SUPPLIED MATERIAL ->
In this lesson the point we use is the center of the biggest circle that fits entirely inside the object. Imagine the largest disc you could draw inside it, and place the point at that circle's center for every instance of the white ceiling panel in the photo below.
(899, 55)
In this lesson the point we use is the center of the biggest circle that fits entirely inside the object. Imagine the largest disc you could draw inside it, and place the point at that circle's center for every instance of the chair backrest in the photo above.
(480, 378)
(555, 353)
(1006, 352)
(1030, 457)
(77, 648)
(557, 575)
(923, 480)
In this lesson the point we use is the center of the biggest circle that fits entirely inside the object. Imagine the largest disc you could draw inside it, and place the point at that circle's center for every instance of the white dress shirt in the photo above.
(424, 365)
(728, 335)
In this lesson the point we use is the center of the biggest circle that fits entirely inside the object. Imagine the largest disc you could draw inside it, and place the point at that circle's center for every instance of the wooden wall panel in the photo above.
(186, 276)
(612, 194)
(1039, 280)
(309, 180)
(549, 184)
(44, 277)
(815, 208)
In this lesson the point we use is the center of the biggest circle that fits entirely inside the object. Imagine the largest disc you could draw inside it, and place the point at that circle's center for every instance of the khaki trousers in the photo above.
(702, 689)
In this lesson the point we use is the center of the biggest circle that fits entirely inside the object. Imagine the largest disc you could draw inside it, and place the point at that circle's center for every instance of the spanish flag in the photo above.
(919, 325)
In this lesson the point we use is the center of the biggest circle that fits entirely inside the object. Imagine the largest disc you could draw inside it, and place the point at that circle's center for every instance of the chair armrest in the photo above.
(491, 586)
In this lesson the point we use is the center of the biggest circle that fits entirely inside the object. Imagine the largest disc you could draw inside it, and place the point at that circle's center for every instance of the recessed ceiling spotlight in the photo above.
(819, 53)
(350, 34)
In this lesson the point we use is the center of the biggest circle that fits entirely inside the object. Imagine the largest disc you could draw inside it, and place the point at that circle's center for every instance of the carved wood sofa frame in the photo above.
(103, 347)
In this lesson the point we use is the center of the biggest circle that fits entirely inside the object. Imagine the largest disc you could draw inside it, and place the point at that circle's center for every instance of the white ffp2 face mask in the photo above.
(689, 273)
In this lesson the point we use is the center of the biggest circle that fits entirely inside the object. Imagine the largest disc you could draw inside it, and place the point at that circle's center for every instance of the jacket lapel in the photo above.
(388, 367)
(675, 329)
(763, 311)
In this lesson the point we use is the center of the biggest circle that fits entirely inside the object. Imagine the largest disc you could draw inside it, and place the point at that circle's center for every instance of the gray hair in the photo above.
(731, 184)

DIRECTIONS FOR THIS TASK ->
Convert the rows above into a Markdown table with two columns, No. and Line, giving each row a number and skipping blank lines.

TASK RESULT ->
| No. | Line |
|---|---|
| 1 | In this lesson the point we use is the center of the biggest circle that fits entirely inside the object. Imagine the largest disc you could draw inside it, and place the point at that circle's center for every instance of the white ceiling panel in the photo below. |
| 2 | (899, 55) |
| 3 | In this lesson the point we use is the center of the biggest circle that fits entirely inside the object. Imagine the largest disc you could draw inside it, and place the point at that circle's center for every instance of the chair backrest in the photo above. |
| 4 | (480, 378) |
| 5 | (555, 353) |
| 6 | (1006, 352) |
| 7 | (1030, 457) |
| 8 | (77, 648) |
| 9 | (557, 575) |
| 10 | (923, 480) |
| 11 | In this lesson the point we use is the center of the biggest circle that fits entirely inside the object. Imagine the largest disc you could draw inside it, and place the point at that circle's center for every instance of the white dress shirt in the photo above. |
| 12 | (424, 365) |
| 13 | (728, 335) |
| 14 | In this lesson the point we use is the center of the biggest circle that fits entirely inside the object. Imagine the largest disc you could draw inside it, and place the point at that circle's center for every instance of the wooden wall panel in the photo above. |
| 15 | (186, 276) |
| 16 | (612, 194) |
| 17 | (1039, 280) |
| 18 | (309, 180) |
| 19 | (549, 184) |
| 20 | (44, 277) |
| 21 | (815, 208) |
| 22 | In this lesson the point we use is the center of the biggest circle that fits entirely inside the object. Imagine the largest disc you could draw inside it, and place the point at that circle's center for every instance of the khaki trousers in the photo above. |
| 23 | (702, 689) |
| 24 | In this lesson the point we use is the center of the biggest circle that fits entirely inside the object. Imagine the largest disc you could draw inside it, and place the point at that circle's center for every instance of the spanish flag in the photo above. |
| 25 | (919, 325) |
| 26 | In this lesson the point we use is the center of the biggest circle that fits entirely inside the object. Imagine the largest disc you could draw inside it, and place the point at that circle's center for every instance of the chair armrest in the photo above. |
| 27 | (491, 586) |
| 28 | In this lesson the point we use is the center of the biggest circle that fits entirely inside the object. Imagine the largest disc you could draw inside it, and place the point at that circle's center for every instance of the recessed ceiling spotlight in the photo above. |
| 29 | (819, 53) |
| 30 | (350, 34) |
| 31 | In this lesson the point we use is the center of the biggest circle that fits entirely inside the object. Imagine the largest disc you could draw inside it, and place the point at that circle's center for every instance of the carved wood sofa frame in the photo above. |
| 32 | (103, 347) |
| 33 | In this lesson the point we use is the center of the biggest circle that fits entirely inside the object. Imagine the largest disc you could draw inside it, and place the point at that circle's center for every instance of the white ffp2 face mask in the photo above. |
| 34 | (689, 273) |
| 35 | In this lesson the point we use is the center of the biggest circle that fits entirely inside the object. Imagine the largest disc you could draw inside it, and place the point at that circle's center for every instance of the jacket lapel in the photo above. |
| 36 | (388, 367) |
| 37 | (675, 329) |
| 38 | (763, 311) |
| 39 | In this lesson the point we use is the center of the biggest circle that fits entirely inside the object. Imagine the largest disc you could draw inside it, and place the point at that circle's center for every instance of the gray hair in the photo above. |
| 40 | (731, 184) |